— Start of Entries provided —

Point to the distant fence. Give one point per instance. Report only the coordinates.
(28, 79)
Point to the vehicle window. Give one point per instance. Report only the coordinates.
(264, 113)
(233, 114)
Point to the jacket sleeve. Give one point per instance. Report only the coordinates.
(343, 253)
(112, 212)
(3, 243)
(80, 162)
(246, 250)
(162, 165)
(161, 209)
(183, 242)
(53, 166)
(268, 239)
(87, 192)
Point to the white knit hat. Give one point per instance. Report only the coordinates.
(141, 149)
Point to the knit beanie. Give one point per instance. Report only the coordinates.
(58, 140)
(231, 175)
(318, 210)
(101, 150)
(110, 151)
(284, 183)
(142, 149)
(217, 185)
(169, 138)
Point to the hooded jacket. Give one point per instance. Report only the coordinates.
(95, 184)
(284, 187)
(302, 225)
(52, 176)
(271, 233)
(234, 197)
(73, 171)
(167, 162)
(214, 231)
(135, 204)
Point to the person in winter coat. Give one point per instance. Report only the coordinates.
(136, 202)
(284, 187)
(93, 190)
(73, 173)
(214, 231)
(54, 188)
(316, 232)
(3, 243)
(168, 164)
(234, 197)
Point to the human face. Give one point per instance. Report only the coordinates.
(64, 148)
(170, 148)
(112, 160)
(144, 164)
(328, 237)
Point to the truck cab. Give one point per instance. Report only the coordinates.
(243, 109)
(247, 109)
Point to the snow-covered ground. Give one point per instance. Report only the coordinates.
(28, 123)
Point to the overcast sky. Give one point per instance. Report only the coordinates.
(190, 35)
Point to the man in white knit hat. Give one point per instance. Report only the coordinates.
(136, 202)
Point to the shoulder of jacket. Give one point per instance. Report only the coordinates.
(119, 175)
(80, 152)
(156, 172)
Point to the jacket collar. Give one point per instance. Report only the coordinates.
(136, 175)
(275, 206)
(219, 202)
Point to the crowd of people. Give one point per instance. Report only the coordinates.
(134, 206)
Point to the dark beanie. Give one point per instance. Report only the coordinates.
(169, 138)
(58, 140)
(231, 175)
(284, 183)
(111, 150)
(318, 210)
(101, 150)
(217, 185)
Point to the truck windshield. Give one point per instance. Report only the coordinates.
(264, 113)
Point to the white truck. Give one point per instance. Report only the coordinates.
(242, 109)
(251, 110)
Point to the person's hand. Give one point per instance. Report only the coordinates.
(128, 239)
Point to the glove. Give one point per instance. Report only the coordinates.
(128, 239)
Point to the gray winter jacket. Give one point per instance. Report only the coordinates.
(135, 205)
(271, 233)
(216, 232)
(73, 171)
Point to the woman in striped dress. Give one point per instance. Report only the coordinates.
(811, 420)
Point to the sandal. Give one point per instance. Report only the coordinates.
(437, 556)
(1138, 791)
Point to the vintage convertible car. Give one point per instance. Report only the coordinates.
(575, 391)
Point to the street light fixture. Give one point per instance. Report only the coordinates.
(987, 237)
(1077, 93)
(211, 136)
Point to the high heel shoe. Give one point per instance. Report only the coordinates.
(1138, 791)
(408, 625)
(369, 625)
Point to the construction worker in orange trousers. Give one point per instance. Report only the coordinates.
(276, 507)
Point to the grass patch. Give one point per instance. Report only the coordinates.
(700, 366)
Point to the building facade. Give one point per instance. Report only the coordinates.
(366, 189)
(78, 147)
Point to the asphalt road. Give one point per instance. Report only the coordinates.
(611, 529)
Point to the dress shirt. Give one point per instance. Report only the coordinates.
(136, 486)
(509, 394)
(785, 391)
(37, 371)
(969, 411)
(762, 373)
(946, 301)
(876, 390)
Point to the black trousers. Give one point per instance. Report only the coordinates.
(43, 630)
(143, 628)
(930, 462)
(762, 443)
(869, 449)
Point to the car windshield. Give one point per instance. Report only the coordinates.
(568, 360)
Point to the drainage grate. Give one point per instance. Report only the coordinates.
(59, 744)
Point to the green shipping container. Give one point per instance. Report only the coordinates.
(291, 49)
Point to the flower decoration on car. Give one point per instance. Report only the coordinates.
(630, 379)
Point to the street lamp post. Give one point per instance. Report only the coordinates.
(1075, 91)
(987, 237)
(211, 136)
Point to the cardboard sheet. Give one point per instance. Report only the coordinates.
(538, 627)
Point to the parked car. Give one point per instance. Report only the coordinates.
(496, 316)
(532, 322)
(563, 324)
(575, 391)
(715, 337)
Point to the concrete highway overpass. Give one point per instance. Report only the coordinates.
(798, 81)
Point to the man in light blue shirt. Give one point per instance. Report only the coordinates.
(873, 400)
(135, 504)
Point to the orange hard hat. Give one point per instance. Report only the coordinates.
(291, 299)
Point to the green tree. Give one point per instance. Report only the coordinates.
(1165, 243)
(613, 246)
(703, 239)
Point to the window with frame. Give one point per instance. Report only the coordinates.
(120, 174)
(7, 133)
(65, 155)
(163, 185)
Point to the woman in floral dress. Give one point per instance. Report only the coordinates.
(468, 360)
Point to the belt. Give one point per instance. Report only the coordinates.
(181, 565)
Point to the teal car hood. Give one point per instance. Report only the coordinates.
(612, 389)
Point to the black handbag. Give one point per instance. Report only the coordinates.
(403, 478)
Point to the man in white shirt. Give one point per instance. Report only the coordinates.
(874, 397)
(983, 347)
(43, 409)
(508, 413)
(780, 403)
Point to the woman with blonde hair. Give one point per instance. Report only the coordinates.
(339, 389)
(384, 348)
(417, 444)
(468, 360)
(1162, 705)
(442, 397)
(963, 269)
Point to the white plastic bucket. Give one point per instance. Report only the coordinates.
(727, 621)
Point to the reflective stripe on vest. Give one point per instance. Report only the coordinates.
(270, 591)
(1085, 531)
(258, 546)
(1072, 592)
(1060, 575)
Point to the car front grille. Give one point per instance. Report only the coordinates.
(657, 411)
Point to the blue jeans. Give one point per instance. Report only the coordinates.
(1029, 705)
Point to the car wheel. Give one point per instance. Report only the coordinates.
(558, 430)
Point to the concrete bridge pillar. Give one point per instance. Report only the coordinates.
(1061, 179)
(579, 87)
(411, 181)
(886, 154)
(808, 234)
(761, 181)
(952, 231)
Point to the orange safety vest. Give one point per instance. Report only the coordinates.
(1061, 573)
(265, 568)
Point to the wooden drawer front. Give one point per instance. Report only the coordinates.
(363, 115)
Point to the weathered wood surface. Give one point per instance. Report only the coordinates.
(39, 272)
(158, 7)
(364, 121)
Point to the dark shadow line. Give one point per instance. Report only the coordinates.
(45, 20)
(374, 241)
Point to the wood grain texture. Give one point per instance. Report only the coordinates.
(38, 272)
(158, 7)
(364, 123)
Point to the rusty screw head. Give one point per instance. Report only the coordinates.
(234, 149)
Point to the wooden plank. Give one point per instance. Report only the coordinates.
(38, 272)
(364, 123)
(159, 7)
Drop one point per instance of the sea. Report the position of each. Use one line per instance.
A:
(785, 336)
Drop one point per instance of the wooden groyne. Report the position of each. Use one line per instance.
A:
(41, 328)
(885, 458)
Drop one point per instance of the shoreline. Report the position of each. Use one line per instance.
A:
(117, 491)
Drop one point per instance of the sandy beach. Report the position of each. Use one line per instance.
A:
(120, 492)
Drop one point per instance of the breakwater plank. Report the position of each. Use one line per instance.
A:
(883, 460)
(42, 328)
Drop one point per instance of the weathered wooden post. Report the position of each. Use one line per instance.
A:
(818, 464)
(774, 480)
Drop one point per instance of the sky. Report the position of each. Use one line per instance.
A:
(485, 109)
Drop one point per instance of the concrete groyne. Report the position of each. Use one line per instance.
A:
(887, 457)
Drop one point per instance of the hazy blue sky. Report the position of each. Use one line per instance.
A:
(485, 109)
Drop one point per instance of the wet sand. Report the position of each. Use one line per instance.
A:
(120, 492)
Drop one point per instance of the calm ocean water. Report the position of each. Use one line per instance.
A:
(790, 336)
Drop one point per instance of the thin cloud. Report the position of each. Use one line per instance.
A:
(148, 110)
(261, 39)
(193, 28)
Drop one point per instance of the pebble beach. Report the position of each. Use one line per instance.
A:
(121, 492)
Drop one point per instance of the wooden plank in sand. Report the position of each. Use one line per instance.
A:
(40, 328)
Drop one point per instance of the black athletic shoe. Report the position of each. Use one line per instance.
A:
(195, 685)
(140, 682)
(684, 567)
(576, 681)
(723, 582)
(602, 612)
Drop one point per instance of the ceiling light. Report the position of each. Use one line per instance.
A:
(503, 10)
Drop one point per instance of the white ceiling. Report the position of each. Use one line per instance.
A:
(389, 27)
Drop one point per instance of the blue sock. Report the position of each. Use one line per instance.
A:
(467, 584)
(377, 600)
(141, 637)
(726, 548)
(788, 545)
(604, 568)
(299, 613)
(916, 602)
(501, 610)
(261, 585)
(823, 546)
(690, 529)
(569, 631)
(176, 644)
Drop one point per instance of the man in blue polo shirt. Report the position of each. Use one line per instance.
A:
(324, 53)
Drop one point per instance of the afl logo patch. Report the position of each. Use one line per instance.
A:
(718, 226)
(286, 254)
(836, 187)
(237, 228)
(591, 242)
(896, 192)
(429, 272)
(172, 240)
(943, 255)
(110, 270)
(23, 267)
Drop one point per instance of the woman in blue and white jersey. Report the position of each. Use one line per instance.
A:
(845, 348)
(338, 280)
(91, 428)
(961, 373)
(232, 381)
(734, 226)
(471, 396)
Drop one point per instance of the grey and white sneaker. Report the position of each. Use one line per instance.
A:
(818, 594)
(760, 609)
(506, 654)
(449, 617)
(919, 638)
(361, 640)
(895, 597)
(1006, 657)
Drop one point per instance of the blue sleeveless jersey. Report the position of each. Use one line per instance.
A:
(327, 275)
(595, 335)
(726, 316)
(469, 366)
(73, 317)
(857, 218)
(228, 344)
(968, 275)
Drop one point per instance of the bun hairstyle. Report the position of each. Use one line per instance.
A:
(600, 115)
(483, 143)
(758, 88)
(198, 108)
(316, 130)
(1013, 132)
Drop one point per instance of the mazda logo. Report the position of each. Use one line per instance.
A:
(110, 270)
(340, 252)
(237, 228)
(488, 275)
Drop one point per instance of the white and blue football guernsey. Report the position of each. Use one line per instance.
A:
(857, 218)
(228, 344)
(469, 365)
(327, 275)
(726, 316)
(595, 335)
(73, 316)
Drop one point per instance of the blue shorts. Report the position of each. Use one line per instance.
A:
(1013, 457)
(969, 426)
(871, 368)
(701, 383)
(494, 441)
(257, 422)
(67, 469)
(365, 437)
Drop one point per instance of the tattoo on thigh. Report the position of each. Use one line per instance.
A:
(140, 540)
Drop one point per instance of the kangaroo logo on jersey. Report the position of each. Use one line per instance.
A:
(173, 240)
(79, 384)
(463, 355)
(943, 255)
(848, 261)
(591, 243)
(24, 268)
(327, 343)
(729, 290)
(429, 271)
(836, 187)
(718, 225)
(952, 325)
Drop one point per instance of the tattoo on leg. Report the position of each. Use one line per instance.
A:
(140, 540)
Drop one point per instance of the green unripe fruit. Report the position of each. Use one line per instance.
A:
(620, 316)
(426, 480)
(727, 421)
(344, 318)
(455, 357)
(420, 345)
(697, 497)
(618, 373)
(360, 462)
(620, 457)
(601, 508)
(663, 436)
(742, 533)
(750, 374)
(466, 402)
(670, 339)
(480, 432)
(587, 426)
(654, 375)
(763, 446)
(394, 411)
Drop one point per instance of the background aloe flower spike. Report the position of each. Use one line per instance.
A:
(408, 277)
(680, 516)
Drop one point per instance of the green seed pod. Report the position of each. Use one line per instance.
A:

— End of Entries provided —

● **Given problem**: Return, unchanged, each line from the line containing "Drop one point per instance of the blue shorts." through the last line of the material.

● **Full solution**:
Drop one point per instance of the blue shorts. Report the position of each. Use one line per instance.
A:
(1013, 457)
(969, 426)
(871, 368)
(701, 383)
(494, 441)
(257, 422)
(67, 469)
(365, 437)
Drop one point per instance of the tattoo on thigh. Report the position of each. Use one line per instance.
A:
(140, 540)
Drop one point per instance of the kangaroo logo on jersey. Report the position of each. Use one line per instance.
A:
(173, 240)
(79, 384)
(463, 355)
(943, 255)
(848, 261)
(591, 243)
(24, 268)
(327, 343)
(729, 290)
(429, 271)
(836, 187)
(718, 225)
(952, 325)
Drop one point per instance of the tattoo on leg. Report the position of each. Use one line per instance.
A:
(140, 540)
Drop one point per instance of the green unripe fruit. Report the position of each. Use one line per instance.
A:
(620, 316)
(426, 480)
(727, 421)
(344, 318)
(455, 357)
(420, 345)
(697, 497)
(618, 373)
(360, 462)
(620, 457)
(601, 508)
(663, 436)
(742, 533)
(750, 374)
(466, 402)
(670, 339)
(480, 432)
(587, 426)
(654, 375)
(763, 446)
(394, 411)
Drop one point per instance of the background aloe flower spike. Report the position of each. Use one line per instance.
A:
(408, 277)
(680, 516)
Drop one point per instance of the green seed pod. Report the position of each. Use one line per instance.
A:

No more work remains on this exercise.